**Directions for this task:**
Looking at the entries underneath, work out how many lines contain "brown". Write only that number.

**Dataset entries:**
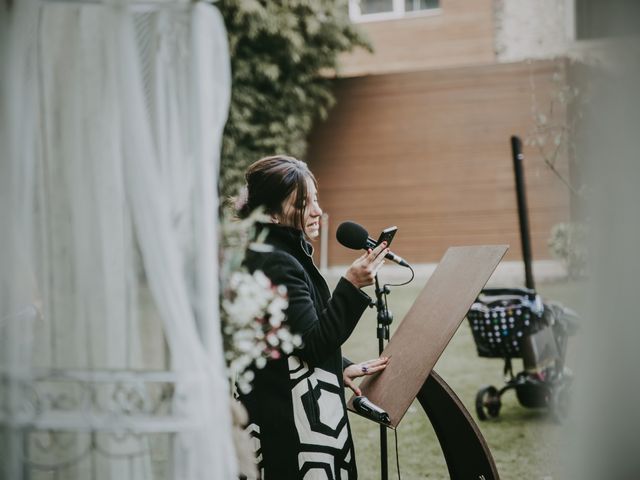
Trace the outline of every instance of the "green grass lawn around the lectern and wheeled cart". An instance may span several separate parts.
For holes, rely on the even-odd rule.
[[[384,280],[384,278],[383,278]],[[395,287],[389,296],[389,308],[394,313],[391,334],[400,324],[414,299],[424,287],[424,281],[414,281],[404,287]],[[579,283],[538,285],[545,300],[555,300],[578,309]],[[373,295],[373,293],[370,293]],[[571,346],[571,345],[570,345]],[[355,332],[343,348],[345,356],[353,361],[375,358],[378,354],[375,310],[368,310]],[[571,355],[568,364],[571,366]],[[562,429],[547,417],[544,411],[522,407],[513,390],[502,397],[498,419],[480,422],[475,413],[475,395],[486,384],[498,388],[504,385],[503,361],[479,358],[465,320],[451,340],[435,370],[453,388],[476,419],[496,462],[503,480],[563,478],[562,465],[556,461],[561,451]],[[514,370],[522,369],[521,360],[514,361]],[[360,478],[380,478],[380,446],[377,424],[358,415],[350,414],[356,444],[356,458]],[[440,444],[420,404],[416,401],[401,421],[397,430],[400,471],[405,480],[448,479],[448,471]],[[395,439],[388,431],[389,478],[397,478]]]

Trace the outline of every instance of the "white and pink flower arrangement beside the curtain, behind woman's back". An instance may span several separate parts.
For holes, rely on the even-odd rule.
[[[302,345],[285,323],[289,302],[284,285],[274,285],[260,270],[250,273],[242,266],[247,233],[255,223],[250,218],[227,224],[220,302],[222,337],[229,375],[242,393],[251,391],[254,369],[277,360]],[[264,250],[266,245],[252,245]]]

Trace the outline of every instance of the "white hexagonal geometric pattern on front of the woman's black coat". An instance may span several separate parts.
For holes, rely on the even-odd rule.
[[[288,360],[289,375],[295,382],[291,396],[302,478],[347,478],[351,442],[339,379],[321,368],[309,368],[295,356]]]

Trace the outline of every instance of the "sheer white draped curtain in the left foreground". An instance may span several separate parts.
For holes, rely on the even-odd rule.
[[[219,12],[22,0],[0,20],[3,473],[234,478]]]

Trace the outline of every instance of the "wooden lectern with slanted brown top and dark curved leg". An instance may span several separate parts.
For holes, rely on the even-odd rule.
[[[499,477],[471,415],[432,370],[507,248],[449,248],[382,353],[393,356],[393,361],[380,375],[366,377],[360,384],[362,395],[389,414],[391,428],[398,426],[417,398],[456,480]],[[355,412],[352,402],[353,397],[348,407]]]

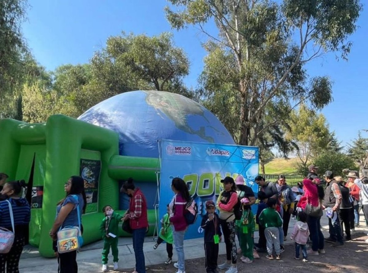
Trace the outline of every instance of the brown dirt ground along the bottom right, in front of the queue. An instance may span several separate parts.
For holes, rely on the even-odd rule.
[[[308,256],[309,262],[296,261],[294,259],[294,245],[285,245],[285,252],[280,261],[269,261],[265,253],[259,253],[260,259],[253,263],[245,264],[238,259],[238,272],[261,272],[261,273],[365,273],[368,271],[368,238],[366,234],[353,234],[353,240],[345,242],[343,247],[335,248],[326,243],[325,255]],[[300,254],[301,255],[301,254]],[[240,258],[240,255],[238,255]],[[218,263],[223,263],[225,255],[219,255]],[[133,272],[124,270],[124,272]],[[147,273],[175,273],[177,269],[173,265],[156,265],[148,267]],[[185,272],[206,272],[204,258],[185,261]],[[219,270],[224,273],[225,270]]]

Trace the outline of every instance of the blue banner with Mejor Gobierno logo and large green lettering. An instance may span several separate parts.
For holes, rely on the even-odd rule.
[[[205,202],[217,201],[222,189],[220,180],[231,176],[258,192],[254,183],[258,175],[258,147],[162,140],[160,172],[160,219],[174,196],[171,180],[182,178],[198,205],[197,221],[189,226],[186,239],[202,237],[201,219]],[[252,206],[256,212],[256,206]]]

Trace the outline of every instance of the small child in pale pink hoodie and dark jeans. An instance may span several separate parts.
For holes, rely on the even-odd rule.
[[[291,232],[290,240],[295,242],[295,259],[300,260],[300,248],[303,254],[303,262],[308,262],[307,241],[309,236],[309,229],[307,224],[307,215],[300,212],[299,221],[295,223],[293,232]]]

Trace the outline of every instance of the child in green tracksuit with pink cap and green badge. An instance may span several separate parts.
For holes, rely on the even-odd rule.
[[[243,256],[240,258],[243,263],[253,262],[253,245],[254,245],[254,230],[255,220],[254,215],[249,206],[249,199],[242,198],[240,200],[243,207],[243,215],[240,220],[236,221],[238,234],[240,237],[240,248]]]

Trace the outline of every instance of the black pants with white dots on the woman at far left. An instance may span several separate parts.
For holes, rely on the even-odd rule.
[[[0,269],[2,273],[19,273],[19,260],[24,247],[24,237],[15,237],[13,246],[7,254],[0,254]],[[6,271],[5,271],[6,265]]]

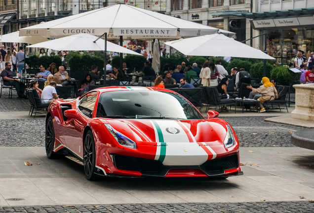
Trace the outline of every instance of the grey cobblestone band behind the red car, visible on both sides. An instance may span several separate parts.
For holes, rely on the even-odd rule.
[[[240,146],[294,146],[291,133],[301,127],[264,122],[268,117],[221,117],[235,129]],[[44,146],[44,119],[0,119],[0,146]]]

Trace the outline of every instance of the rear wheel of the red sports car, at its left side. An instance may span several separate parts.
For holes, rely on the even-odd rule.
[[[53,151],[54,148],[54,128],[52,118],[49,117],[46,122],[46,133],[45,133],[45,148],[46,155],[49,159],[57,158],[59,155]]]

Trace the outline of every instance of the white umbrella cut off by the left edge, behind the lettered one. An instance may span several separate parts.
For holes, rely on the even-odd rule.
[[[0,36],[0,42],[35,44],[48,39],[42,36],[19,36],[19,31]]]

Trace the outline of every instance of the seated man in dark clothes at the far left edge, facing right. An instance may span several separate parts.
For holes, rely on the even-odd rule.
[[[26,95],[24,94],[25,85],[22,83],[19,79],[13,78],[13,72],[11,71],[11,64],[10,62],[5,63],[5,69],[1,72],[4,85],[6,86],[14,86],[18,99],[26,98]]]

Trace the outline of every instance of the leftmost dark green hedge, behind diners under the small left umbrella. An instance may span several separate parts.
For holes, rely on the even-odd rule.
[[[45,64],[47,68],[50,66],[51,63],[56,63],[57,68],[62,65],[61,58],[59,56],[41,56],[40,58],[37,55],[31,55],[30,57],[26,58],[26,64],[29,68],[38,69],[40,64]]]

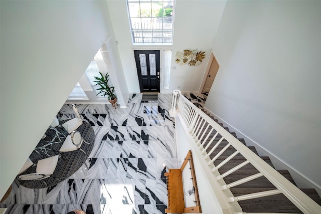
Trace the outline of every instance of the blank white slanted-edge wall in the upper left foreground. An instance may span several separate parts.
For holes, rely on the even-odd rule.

**Answer to this task:**
2